#### [Goal]
Turn the data below into a Markdown table with the columns "Number" and "Entry", one row for each line with blank lines left out. Begin at the line that has "Objective — one point per instance of the blurred" and stop after the line that has "[[935, 228]]".

#### [Data extract]

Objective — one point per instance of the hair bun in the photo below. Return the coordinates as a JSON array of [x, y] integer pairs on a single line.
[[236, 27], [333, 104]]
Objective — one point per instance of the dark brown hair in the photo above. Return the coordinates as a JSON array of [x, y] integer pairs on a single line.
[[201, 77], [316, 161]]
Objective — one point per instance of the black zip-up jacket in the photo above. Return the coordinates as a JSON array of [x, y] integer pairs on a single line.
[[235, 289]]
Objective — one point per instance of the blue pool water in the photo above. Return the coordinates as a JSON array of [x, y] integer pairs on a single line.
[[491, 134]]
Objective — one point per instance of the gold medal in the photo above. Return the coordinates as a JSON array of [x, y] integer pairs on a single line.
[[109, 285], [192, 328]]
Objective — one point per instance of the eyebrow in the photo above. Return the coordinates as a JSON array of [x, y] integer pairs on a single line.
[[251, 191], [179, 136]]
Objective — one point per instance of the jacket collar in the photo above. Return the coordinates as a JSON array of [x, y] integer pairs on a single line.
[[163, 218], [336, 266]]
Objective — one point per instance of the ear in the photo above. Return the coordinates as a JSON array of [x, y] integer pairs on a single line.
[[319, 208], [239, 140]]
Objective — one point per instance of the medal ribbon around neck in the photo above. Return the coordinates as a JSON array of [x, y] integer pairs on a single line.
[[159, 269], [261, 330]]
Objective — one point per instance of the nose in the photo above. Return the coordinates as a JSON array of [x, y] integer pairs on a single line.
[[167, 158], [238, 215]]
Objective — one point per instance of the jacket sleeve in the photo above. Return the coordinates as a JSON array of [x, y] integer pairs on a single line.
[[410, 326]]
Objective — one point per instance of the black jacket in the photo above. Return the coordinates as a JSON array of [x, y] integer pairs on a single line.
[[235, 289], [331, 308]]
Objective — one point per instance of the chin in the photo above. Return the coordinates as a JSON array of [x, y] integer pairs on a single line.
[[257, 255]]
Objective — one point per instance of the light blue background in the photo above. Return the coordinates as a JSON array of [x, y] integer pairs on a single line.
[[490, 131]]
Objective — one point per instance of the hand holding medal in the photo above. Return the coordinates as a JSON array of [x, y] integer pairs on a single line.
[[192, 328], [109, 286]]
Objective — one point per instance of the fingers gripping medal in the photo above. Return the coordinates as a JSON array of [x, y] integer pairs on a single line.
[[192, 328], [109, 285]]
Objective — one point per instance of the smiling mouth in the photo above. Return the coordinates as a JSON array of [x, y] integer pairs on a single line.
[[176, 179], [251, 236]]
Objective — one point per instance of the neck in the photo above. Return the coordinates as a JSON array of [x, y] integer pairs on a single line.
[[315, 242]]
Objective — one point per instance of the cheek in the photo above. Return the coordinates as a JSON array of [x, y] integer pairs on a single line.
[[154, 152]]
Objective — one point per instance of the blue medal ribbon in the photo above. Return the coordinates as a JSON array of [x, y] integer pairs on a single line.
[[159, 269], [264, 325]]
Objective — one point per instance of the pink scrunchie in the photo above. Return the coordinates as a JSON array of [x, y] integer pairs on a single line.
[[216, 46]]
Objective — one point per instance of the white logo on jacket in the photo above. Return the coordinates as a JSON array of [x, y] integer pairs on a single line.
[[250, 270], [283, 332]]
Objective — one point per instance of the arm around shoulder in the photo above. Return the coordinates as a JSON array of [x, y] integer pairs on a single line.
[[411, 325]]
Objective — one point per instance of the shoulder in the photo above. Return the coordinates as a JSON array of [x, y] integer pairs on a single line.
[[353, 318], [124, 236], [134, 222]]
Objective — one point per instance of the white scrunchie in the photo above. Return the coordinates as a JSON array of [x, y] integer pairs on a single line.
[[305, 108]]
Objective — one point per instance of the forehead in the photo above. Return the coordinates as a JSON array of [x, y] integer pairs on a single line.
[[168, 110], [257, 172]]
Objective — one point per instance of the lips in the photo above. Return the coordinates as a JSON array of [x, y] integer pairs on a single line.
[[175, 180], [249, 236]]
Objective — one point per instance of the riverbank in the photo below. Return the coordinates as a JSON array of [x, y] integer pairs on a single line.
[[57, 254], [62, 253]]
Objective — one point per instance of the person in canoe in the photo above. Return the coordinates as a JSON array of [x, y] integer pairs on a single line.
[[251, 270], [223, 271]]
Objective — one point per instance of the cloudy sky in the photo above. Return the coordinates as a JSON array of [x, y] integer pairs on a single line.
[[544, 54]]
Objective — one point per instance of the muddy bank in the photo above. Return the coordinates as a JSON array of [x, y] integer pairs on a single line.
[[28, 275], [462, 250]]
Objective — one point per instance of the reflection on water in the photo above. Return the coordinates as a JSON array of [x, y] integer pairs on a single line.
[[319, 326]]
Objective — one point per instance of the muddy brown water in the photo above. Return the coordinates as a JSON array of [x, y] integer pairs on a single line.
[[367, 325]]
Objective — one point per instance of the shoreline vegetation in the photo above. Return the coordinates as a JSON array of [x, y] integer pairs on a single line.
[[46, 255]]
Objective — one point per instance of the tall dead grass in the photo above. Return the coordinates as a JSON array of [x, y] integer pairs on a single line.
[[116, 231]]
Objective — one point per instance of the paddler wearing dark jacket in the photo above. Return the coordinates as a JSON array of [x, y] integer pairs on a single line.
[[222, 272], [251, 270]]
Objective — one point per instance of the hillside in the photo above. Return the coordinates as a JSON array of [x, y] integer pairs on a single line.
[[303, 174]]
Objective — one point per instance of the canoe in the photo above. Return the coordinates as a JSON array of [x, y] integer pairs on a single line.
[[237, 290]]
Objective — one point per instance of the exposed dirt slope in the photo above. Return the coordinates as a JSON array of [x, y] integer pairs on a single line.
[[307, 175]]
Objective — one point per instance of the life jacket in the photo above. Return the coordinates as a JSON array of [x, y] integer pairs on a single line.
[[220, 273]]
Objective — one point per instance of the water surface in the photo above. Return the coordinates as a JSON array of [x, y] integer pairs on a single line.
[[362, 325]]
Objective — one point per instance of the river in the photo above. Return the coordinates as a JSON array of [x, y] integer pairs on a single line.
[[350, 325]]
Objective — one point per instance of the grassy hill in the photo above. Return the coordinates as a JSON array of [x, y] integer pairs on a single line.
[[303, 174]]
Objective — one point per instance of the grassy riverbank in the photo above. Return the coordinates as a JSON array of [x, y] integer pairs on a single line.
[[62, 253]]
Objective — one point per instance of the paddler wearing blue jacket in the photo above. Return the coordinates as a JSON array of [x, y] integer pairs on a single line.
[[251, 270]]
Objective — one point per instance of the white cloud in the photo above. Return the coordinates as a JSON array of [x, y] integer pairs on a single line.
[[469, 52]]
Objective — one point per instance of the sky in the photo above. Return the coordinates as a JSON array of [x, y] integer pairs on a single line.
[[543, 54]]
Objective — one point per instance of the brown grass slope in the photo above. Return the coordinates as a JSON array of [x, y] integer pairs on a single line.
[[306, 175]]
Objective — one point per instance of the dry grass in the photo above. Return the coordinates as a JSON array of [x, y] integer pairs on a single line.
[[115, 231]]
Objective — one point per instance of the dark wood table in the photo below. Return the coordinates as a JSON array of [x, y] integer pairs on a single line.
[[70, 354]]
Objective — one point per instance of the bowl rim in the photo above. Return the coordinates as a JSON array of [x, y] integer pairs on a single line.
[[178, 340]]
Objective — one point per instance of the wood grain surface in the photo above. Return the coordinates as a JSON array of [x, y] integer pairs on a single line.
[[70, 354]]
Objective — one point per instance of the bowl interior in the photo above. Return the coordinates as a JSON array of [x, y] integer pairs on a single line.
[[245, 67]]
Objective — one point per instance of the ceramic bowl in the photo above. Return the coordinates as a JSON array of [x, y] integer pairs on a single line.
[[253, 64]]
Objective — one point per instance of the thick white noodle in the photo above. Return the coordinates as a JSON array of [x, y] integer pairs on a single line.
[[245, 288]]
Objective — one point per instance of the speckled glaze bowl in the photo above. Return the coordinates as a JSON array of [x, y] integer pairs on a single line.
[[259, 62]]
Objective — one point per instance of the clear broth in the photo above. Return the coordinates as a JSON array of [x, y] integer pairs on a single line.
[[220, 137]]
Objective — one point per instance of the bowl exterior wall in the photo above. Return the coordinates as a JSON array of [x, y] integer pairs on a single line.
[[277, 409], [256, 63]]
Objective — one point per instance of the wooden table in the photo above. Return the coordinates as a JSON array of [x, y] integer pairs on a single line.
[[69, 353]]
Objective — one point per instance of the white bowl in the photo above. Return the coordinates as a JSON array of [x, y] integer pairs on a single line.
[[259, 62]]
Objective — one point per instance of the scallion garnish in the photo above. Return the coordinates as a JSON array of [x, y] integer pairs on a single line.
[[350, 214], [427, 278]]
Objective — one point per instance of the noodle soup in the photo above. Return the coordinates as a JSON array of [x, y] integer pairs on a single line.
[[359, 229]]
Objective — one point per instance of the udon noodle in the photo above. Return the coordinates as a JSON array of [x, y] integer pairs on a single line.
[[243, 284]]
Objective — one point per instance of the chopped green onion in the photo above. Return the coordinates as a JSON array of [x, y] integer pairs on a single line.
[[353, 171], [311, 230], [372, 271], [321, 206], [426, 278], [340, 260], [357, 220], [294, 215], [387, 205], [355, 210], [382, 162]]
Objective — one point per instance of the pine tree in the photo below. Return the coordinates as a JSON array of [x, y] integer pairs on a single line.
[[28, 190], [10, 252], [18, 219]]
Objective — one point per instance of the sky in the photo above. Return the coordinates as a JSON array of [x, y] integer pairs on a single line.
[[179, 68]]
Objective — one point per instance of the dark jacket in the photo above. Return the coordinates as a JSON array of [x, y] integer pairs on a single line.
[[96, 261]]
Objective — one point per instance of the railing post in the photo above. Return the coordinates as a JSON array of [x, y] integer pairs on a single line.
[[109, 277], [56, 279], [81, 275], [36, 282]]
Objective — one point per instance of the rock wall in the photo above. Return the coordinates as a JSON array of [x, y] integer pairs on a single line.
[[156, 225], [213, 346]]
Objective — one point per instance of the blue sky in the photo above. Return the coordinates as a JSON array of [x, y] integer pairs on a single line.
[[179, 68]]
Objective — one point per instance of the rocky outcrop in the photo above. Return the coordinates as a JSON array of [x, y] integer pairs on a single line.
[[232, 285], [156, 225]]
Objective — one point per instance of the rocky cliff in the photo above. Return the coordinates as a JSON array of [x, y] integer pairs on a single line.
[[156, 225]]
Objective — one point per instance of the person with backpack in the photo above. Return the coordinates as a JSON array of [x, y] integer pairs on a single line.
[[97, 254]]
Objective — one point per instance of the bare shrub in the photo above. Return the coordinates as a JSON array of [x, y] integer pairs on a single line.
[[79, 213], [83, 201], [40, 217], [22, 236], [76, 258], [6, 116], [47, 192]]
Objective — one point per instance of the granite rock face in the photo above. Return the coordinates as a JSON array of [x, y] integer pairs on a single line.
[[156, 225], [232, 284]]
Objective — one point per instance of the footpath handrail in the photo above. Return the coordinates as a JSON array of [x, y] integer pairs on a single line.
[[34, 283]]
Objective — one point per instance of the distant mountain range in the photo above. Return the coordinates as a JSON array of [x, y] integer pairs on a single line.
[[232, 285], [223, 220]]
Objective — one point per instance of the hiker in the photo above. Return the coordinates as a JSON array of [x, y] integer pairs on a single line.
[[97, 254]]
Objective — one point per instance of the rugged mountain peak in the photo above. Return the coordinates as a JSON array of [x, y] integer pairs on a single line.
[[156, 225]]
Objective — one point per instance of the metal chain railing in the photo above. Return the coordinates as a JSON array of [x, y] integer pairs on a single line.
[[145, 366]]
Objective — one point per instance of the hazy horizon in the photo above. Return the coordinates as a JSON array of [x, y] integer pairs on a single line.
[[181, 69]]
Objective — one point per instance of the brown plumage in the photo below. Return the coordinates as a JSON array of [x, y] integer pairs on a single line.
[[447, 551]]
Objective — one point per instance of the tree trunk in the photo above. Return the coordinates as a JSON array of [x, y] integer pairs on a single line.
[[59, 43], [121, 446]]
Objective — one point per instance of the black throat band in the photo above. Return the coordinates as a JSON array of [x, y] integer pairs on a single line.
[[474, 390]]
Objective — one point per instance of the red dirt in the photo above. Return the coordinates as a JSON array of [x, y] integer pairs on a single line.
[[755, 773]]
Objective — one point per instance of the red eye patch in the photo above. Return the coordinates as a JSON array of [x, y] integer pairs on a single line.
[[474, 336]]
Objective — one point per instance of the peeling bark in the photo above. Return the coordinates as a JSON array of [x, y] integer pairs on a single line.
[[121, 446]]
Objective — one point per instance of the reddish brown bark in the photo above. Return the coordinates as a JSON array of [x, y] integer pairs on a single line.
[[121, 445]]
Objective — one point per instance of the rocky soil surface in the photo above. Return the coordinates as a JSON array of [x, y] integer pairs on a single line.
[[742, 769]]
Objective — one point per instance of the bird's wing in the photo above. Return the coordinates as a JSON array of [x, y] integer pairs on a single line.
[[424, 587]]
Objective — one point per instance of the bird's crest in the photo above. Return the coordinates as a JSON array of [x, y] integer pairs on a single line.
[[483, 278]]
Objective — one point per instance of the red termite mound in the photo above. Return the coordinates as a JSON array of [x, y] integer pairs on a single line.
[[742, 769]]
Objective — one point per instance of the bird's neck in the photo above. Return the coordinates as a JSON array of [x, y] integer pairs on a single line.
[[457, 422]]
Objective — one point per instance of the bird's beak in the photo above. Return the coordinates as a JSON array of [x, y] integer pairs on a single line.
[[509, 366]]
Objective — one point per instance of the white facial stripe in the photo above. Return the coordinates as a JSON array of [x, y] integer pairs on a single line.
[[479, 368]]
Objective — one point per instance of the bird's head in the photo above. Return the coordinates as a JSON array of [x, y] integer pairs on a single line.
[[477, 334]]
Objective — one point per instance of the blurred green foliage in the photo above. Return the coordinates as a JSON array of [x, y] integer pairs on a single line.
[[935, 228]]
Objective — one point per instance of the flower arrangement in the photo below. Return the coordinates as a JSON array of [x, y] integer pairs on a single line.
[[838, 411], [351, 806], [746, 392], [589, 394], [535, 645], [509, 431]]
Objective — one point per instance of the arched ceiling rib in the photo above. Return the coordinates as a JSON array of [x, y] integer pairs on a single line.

#### [Reply]
| Number | Entry |
|---|---|
| 1 | Objective — one point per instance of the blurred green foliage in the photo above. Return the coordinates as a JSON array of [x, y] integer pairs on a single line. |
| 2 | [[935, 228]] |